## Start
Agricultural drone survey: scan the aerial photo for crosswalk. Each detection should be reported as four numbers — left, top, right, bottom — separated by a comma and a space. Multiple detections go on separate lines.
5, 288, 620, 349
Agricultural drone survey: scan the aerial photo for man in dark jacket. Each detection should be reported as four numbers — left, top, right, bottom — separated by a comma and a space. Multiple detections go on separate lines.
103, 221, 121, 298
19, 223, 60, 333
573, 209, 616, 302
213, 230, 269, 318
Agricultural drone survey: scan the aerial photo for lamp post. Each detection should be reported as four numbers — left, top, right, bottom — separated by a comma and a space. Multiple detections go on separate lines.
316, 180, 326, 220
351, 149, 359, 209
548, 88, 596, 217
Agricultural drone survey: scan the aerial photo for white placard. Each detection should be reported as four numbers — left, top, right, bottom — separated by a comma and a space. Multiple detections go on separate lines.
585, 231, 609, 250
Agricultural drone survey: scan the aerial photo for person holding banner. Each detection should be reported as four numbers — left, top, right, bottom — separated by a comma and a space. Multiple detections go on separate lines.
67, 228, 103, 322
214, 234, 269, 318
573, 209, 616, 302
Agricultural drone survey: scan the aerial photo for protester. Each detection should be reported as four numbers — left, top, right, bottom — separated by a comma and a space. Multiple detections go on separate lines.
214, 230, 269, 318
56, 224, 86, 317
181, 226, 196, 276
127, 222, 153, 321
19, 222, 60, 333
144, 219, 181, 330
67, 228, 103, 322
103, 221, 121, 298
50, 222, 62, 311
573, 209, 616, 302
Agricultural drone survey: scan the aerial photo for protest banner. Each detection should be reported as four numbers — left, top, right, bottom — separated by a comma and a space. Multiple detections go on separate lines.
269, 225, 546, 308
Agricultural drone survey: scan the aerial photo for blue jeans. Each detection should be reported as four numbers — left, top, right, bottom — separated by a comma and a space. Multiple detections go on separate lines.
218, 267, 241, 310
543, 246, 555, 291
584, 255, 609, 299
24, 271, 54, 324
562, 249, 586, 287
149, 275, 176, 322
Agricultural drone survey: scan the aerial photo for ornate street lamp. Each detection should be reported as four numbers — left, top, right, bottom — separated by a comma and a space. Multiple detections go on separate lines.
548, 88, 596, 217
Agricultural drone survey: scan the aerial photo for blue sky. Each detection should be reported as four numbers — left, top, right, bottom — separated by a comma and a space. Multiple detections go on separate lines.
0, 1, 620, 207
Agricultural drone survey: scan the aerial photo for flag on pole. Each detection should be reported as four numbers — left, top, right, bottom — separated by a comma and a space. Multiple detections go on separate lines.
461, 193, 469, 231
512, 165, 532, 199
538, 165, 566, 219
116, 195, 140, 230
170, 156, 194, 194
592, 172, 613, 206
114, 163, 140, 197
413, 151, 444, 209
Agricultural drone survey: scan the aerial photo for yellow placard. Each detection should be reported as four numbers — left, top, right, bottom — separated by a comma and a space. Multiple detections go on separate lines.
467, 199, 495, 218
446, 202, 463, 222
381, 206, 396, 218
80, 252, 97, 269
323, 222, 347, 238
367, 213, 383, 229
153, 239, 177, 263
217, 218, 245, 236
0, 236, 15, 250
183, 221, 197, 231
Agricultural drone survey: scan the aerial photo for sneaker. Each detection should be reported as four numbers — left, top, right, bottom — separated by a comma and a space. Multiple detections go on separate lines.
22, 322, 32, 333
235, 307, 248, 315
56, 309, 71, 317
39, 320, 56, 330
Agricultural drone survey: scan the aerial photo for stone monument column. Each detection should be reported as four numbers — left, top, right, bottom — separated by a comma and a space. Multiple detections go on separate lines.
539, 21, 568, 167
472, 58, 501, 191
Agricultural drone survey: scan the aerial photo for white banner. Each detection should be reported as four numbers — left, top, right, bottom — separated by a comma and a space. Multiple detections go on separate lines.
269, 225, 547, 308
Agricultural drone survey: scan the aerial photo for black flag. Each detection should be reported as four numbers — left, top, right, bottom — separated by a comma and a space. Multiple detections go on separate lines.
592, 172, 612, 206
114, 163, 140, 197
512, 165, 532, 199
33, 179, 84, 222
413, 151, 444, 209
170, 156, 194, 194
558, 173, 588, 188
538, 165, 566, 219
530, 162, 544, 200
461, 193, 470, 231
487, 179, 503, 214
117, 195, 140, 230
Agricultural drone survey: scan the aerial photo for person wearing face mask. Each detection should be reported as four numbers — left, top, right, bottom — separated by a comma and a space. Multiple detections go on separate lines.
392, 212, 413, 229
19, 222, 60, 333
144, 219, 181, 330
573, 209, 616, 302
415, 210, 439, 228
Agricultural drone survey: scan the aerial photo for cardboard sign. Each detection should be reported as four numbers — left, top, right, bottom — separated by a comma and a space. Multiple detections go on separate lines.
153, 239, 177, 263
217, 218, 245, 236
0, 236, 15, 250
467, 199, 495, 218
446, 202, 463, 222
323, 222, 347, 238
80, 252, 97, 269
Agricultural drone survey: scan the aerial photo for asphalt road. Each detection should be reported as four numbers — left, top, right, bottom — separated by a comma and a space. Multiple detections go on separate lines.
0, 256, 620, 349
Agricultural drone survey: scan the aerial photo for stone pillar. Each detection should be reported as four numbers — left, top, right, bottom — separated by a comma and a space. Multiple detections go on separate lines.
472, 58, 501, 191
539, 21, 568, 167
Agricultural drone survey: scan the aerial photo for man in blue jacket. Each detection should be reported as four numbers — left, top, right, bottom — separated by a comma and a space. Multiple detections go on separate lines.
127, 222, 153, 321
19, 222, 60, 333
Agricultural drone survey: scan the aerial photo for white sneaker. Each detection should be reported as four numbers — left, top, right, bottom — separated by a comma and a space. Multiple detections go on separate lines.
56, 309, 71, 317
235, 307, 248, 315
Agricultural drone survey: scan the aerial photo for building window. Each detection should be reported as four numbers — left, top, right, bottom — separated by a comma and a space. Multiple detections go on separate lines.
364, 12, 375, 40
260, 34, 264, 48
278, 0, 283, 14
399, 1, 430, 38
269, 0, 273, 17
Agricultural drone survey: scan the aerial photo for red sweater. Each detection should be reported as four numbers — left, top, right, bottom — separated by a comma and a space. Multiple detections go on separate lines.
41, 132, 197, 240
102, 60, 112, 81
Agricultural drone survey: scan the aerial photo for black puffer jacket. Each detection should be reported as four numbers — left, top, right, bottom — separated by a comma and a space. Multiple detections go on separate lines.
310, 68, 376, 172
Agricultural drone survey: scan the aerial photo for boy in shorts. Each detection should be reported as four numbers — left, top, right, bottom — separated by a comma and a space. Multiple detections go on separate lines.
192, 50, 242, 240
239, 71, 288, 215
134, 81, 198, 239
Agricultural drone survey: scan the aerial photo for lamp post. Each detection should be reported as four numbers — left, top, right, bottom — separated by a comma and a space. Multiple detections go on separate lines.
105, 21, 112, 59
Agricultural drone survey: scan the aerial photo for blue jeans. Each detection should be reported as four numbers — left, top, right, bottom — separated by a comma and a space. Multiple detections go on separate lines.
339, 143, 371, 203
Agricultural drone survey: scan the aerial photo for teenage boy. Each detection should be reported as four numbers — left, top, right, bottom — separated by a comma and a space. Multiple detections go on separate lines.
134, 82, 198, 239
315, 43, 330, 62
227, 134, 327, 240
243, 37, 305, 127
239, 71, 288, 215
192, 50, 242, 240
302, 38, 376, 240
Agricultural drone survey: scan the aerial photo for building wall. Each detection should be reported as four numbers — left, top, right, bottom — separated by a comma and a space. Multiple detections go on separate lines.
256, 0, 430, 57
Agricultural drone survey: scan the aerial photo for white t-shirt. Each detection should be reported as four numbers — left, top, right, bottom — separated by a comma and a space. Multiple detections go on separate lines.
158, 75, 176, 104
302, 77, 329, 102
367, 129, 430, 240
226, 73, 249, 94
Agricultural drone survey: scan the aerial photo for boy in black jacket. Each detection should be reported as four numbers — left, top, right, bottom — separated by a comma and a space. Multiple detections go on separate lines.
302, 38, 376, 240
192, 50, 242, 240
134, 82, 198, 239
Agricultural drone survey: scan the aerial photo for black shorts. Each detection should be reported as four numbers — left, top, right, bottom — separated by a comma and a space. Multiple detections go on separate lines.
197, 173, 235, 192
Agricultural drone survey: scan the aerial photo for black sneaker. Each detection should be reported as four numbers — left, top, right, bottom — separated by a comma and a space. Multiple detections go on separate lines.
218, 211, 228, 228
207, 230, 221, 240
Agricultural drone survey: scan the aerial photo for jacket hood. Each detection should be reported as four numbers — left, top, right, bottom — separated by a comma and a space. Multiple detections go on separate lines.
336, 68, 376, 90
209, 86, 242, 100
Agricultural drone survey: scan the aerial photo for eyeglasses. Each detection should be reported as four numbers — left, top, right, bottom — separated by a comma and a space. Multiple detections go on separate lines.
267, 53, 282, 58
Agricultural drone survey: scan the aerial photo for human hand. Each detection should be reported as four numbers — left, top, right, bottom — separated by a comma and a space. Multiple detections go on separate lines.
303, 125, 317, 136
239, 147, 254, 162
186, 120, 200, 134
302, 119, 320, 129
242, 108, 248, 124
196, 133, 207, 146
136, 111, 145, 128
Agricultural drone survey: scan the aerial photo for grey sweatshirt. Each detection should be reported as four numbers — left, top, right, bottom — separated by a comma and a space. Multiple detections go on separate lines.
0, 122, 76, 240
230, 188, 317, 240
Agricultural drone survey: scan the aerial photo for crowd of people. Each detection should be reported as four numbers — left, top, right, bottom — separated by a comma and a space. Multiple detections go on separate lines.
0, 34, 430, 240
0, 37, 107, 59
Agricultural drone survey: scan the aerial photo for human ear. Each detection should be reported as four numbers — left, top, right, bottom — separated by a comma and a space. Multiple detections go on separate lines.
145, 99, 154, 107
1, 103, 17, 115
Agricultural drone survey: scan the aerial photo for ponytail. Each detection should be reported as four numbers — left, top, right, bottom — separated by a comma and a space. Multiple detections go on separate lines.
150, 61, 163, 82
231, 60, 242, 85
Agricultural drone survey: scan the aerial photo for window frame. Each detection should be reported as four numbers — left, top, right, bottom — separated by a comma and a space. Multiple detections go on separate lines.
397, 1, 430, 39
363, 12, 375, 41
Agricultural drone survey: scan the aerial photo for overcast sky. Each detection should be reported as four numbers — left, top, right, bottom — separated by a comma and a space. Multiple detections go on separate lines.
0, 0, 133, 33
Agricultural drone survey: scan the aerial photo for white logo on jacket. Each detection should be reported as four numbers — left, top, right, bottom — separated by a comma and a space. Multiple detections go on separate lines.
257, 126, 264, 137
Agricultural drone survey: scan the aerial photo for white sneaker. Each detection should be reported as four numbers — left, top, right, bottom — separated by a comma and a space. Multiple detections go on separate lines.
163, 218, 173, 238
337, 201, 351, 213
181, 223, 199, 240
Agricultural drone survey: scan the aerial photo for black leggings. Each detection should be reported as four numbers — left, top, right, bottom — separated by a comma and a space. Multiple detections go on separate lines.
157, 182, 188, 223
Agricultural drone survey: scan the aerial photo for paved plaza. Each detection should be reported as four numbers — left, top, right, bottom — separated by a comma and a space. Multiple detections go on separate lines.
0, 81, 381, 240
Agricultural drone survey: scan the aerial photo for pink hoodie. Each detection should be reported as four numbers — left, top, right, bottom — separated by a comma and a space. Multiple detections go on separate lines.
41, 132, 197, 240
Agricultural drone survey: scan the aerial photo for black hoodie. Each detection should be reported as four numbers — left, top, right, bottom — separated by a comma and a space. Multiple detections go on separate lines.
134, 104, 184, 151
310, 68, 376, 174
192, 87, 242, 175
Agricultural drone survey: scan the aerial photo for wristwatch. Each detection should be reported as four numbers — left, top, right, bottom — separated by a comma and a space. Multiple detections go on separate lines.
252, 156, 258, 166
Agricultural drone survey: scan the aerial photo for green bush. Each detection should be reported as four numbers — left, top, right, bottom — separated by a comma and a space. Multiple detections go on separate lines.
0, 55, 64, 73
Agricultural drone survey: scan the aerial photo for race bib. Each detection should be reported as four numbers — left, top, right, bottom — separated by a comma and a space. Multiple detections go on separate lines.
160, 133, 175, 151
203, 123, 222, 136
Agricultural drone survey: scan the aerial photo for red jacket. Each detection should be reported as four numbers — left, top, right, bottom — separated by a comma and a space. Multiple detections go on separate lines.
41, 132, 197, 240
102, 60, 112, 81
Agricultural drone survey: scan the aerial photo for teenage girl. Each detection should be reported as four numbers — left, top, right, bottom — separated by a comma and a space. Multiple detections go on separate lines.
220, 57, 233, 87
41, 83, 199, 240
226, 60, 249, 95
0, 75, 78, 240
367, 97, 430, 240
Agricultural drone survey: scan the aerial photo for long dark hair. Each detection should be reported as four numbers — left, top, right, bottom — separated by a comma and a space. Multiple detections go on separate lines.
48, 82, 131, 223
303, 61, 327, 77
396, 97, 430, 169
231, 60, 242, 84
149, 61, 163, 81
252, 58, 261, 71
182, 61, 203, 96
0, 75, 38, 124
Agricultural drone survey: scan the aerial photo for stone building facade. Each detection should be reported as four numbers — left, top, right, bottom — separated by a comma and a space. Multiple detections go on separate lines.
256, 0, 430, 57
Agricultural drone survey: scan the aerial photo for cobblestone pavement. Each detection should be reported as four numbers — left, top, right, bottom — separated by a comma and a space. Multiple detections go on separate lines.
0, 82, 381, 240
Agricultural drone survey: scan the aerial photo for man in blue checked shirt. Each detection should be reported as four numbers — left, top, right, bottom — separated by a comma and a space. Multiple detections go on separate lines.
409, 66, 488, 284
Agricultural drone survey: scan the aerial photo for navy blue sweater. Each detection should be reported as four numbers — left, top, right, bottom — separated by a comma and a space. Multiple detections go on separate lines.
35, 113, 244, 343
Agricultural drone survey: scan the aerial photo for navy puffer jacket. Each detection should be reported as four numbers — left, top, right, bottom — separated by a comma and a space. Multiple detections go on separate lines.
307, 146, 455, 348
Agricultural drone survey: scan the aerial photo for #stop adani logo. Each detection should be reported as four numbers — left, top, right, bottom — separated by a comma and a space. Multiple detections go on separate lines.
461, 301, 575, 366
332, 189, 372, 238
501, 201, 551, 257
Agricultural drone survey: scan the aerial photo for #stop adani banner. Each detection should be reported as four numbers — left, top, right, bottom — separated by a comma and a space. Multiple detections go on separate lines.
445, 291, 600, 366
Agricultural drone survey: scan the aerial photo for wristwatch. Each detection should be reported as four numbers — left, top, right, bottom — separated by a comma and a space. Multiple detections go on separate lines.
## End
Task objective - Rewrite the records as a two-column CSV with the headers instruction and response, starting at the line that has "Agricultural drone survey: scan the aerial photo for human ear." and stopping after the line that has "1, 103, 17, 115". Give one row per record, with its text under instruction and its answer under response, each as a single quoted field with line breaks replaced by spaces.

Written solution -
instruction,response
"Agricultural drone survey: scan the aerial photo for human ear. Each detection should be reported as four numbers — left, top, right, bottom — separated by a comma and a space. Multiple detections go on separate lines.","145, 99, 154, 107 1, 103, 17, 115"